#### [Task description]
Gather every line in the material below that contains the word "black", and copy each of those lines out in full.

Excerpts from a detection dataset
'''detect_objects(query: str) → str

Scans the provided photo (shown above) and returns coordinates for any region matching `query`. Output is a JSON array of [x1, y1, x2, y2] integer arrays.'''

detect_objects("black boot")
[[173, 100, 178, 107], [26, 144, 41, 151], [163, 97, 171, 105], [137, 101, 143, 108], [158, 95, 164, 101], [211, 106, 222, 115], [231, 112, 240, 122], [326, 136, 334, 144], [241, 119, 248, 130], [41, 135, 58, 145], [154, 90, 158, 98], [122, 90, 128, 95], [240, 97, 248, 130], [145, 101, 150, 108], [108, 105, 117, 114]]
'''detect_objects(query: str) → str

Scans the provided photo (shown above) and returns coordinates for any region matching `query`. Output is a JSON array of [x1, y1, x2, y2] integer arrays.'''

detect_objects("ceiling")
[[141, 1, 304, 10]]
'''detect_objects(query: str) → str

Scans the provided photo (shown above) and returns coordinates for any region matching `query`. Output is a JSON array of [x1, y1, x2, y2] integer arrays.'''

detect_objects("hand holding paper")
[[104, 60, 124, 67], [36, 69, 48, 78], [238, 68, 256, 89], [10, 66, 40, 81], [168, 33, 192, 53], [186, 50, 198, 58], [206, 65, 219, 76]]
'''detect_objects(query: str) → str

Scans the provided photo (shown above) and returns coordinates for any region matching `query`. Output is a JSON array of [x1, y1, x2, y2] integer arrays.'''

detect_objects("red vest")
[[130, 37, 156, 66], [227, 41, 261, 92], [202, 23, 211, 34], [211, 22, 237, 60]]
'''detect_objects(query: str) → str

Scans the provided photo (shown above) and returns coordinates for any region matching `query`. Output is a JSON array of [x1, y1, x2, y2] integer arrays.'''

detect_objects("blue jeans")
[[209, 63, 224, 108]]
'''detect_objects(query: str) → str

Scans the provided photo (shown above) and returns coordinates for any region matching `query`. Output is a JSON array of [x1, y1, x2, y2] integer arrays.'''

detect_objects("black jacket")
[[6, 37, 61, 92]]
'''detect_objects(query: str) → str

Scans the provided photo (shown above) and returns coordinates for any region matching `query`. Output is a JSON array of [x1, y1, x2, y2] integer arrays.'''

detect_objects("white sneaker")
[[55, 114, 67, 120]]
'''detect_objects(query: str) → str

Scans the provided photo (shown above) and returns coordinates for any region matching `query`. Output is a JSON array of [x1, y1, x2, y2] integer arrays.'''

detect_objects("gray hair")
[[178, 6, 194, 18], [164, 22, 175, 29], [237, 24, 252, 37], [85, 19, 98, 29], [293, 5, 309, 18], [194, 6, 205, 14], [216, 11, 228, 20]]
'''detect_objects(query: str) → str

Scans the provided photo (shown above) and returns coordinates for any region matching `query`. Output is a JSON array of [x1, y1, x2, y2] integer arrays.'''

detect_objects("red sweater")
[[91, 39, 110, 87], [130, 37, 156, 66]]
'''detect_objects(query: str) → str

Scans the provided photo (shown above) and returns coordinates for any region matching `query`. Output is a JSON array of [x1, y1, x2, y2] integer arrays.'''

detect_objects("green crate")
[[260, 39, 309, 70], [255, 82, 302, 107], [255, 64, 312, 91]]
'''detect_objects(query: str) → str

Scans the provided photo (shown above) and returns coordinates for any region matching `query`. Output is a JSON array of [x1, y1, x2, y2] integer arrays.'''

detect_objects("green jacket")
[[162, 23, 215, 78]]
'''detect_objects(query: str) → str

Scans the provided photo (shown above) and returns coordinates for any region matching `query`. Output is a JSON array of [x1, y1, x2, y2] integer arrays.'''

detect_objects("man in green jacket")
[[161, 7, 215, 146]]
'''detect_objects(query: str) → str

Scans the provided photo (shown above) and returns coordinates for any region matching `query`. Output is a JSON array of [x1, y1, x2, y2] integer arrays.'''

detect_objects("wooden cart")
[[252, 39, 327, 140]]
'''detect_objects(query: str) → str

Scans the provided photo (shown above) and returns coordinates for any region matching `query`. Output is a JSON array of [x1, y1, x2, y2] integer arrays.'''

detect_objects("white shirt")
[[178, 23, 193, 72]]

#### [Task result]
detect_objects("black boot")
detect_objects("black jacket")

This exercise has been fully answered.